* RECORD EXCERPTS *

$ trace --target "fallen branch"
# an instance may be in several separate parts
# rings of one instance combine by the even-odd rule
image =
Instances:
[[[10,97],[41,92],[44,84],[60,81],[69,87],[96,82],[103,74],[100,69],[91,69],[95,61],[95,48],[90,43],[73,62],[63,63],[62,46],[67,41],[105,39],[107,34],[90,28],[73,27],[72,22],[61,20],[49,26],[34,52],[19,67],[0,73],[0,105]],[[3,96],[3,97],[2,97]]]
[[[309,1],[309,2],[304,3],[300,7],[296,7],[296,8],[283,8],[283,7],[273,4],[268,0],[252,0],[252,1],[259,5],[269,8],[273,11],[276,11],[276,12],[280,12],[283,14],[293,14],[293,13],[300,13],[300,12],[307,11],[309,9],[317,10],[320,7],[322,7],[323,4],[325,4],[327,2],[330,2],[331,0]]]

* EXERCISE DESCRIPTION *
Output the entries above as a JSON list of strings, one string per line, with blank lines omitted.

* SOLUTION TO THIS TASK *
[
  "$ trace --target \"fallen branch\"",
  "# an instance may be in several separate parts",
  "# rings of one instance combine by the even-odd rule",
  "image =",
  "Instances:",
  "[[[10,97],[41,92],[44,84],[60,81],[69,87],[96,82],[103,74],[100,69],[91,69],[95,61],[95,48],[90,43],[73,62],[63,63],[62,46],[67,41],[105,39],[107,34],[90,28],[73,27],[72,22],[61,20],[49,26],[34,52],[19,67],[0,73],[0,105]],[[3,96],[3,97],[2,97]]]",
  "[[[309,1],[309,2],[304,3],[300,7],[296,7],[296,8],[283,8],[283,7],[273,4],[268,0],[252,0],[252,1],[259,5],[269,8],[273,11],[276,11],[276,12],[280,12],[283,14],[293,14],[293,13],[300,13],[300,12],[307,11],[309,9],[317,10],[320,7],[322,7],[323,4],[325,4],[327,2],[330,2],[331,0]]]"
]